Objetivo do exercício: Reescreva em CSV de duas colunas, "texto" e "resposta", o trecho dos registros que começa na linha que contém "Where can you find the rough" e termina na linha que contém "pixel 669 168", ambas incluídas. Use uma linha por registro, com cada campo entre aspas e as quebras de linha trocadas por espaços.

Registros apresentados:
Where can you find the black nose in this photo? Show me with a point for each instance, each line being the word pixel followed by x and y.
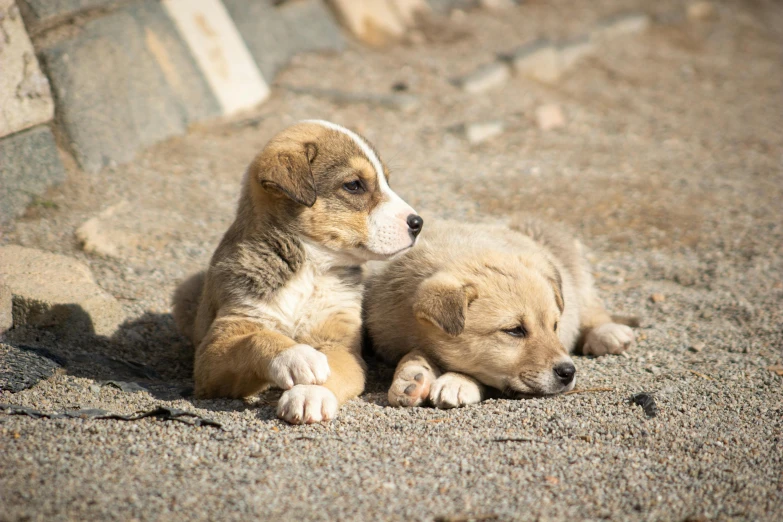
pixel 565 372
pixel 414 224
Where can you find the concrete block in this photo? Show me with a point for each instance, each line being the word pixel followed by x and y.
pixel 273 34
pixel 540 60
pixel 124 82
pixel 29 164
pixel 220 52
pixel 25 97
pixel 42 14
pixel 51 290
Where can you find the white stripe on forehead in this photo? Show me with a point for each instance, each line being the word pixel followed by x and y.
pixel 365 148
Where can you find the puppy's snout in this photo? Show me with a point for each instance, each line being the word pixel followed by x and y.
pixel 415 223
pixel 565 373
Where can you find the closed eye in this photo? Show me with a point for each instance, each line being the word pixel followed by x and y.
pixel 354 187
pixel 517 331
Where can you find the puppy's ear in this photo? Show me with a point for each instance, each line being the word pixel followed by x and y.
pixel 443 301
pixel 556 281
pixel 286 169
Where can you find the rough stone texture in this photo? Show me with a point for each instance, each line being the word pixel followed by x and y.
pixel 41 14
pixel 25 97
pixel 480 132
pixel 550 116
pixel 124 82
pixel 6 309
pixel 620 25
pixel 29 164
pixel 485 77
pixel 540 60
pixel 22 367
pixel 51 290
pixel 274 34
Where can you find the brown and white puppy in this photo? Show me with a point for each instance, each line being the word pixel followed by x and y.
pixel 280 304
pixel 477 306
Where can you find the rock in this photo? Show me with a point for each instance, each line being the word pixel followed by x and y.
pixel 550 116
pixel 51 290
pixel 657 298
pixel 42 14
pixel 486 77
pixel 212 38
pixel 701 10
pixel 6 309
pixel 621 25
pixel 539 60
pixel 274 34
pixel 395 101
pixel 29 164
pixel 123 82
pixel 574 50
pixel 22 367
pixel 480 132
pixel 375 22
pixel 25 97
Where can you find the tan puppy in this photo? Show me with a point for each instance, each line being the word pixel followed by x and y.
pixel 281 301
pixel 476 306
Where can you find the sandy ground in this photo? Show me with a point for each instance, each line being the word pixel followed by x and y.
pixel 669 168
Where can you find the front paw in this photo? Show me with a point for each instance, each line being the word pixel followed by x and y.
pixel 300 364
pixel 306 404
pixel 411 385
pixel 608 338
pixel 453 390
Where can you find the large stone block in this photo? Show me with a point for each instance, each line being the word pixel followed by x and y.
pixel 42 14
pixel 273 34
pixel 125 82
pixel 25 97
pixel 29 164
pixel 50 290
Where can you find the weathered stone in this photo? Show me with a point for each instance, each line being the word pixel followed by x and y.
pixel 51 290
pixel 221 54
pixel 42 14
pixel 22 367
pixel 480 132
pixel 374 22
pixel 124 82
pixel 574 50
pixel 701 10
pixel 6 309
pixel 539 60
pixel 550 116
pixel 29 164
pixel 25 97
pixel 274 34
pixel 486 77
pixel 396 101
pixel 622 25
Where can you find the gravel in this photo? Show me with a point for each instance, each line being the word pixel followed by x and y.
pixel 669 169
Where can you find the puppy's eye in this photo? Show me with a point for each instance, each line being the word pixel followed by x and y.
pixel 518 331
pixel 354 187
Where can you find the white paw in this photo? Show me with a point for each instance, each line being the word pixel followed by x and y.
pixel 300 364
pixel 411 385
pixel 608 338
pixel 452 390
pixel 306 404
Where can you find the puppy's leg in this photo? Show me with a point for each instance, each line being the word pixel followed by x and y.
pixel 599 334
pixel 412 380
pixel 239 357
pixel 339 340
pixel 453 390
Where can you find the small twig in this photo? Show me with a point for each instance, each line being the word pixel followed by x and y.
pixel 694 372
pixel 589 390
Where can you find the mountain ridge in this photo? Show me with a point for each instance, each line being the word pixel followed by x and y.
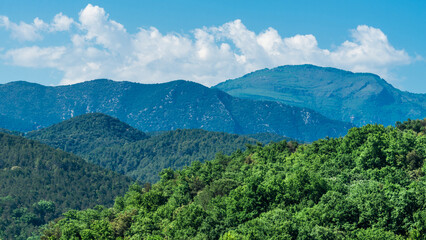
pixel 157 107
pixel 110 143
pixel 360 98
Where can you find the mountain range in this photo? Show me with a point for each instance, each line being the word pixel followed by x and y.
pixel 359 98
pixel 158 107
pixel 110 143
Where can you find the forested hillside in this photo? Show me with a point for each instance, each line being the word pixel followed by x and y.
pixel 82 134
pixel 359 98
pixel 39 183
pixel 107 142
pixel 159 107
pixel 369 184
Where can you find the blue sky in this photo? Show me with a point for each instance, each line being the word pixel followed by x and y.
pixel 209 41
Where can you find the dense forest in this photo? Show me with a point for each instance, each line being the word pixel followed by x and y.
pixel 159 107
pixel 369 184
pixel 110 143
pixel 39 183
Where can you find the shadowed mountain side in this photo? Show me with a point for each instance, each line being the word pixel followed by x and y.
pixel 39 183
pixel 158 107
pixel 107 142
pixel 359 98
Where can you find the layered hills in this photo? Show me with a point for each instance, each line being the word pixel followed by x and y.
pixel 158 107
pixel 108 142
pixel 369 184
pixel 359 98
pixel 39 183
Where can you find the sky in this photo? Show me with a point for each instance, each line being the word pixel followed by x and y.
pixel 66 42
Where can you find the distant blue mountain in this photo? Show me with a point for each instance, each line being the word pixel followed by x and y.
pixel 360 98
pixel 158 107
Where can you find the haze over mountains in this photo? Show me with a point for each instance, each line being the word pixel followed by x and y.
pixel 359 98
pixel 156 107
pixel 110 143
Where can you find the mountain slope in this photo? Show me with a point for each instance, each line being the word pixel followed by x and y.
pixel 107 142
pixel 39 183
pixel 359 98
pixel 367 185
pixel 81 134
pixel 157 107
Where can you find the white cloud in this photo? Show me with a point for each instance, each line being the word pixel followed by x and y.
pixel 36 56
pixel 102 48
pixel 33 31
pixel 61 23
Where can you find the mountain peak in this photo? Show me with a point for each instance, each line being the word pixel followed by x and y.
pixel 359 98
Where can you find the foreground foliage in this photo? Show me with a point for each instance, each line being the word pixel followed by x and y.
pixel 369 184
pixel 39 183
pixel 110 143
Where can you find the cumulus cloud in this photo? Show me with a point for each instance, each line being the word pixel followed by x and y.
pixel 102 48
pixel 33 31
pixel 61 23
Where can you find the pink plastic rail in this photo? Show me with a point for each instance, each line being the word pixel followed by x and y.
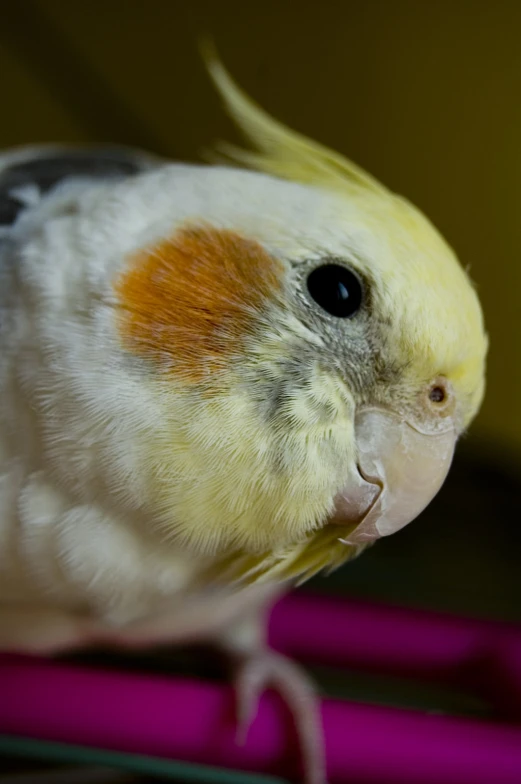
pixel 193 720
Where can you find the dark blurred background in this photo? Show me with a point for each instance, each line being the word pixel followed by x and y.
pixel 426 96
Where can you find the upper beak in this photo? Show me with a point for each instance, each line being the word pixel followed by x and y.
pixel 400 469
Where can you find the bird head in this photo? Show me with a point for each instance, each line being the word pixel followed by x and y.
pixel 312 344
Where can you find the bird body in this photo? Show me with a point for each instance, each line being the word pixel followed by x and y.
pixel 214 382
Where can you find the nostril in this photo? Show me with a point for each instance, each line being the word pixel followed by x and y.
pixel 437 394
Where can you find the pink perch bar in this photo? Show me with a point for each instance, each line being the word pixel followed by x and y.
pixel 193 720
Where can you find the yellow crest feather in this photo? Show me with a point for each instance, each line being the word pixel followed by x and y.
pixel 279 151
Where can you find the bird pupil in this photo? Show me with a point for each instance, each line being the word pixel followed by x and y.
pixel 336 289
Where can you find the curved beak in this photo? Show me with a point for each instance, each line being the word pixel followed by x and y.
pixel 400 470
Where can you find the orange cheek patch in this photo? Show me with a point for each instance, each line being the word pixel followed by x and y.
pixel 188 303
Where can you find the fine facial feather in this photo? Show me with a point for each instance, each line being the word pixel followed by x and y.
pixel 249 472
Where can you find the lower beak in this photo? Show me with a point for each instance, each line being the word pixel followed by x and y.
pixel 400 470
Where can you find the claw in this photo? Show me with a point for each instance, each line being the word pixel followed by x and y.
pixel 269 669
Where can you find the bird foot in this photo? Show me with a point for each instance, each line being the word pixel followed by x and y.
pixel 266 669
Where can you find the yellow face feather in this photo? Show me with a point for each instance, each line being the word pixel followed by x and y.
pixel 421 254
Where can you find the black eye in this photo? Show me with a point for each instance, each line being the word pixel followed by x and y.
pixel 336 289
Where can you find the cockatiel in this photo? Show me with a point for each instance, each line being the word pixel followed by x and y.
pixel 215 383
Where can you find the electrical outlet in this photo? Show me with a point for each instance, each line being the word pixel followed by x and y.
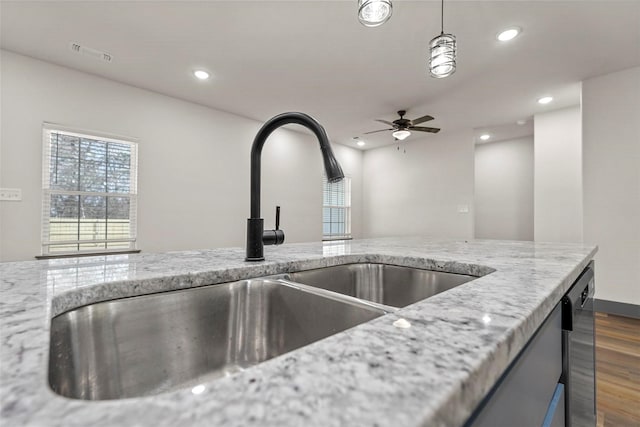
pixel 11 194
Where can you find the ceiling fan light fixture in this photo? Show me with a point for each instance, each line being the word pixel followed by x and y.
pixel 401 134
pixel 372 13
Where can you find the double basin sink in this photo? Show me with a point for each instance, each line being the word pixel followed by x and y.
pixel 150 344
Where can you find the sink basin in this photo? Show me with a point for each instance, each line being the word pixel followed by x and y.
pixel 155 343
pixel 381 283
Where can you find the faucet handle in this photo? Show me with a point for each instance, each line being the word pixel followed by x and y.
pixel 274 237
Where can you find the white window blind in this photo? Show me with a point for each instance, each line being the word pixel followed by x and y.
pixel 336 209
pixel 89 193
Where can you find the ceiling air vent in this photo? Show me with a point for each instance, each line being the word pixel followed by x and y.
pixel 93 53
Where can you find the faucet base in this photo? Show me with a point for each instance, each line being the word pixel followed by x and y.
pixel 255 248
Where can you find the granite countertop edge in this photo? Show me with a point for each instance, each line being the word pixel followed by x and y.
pixel 434 373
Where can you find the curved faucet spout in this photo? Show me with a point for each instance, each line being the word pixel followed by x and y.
pixel 255 228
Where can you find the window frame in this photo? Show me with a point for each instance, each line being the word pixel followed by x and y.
pixel 346 206
pixel 49 129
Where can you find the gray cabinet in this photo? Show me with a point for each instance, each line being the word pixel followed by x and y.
pixel 526 393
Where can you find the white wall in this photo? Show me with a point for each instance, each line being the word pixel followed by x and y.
pixel 611 135
pixel 418 193
pixel 504 190
pixel 193 161
pixel 558 176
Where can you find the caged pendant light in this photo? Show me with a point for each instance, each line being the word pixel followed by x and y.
pixel 442 52
pixel 372 13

Resposta correta:
texto,resposta
"Where can you find the rough stone texture in this photo? Show me with a point for each instance, each line being the word pixel followed by x and y.","pixel 41 14 pixel 25 97 pixel 480 132 pixel 550 116 pixel 124 82 pixel 6 309 pixel 620 25 pixel 29 164 pixel 485 77 pixel 540 60 pixel 22 367 pixel 51 290 pixel 274 34"
"Where can you find the brown and white puppy in this photo? Show me with a point for each instance, each line being the word pixel followed by x and y.","pixel 280 304 pixel 477 306"
"Where can you find the rock in this photo? Show me with a point for each instance, each line being the word pixel followed by x and y.","pixel 550 116 pixel 51 290 pixel 657 298 pixel 42 14 pixel 486 77 pixel 212 38 pixel 701 10 pixel 6 309 pixel 621 25 pixel 539 60 pixel 274 34 pixel 395 101 pixel 29 164 pixel 123 82 pixel 574 50 pixel 22 367 pixel 480 132 pixel 375 22 pixel 25 97"
"Where can you find the tan puppy in this photo? Show me with a point for each instance, each line being the word pixel followed by x and y.","pixel 281 301 pixel 476 306"
"Where can you find the sandy ground in this photo? Show me with a point for each instance, each line being the word pixel followed by x and y.","pixel 669 168"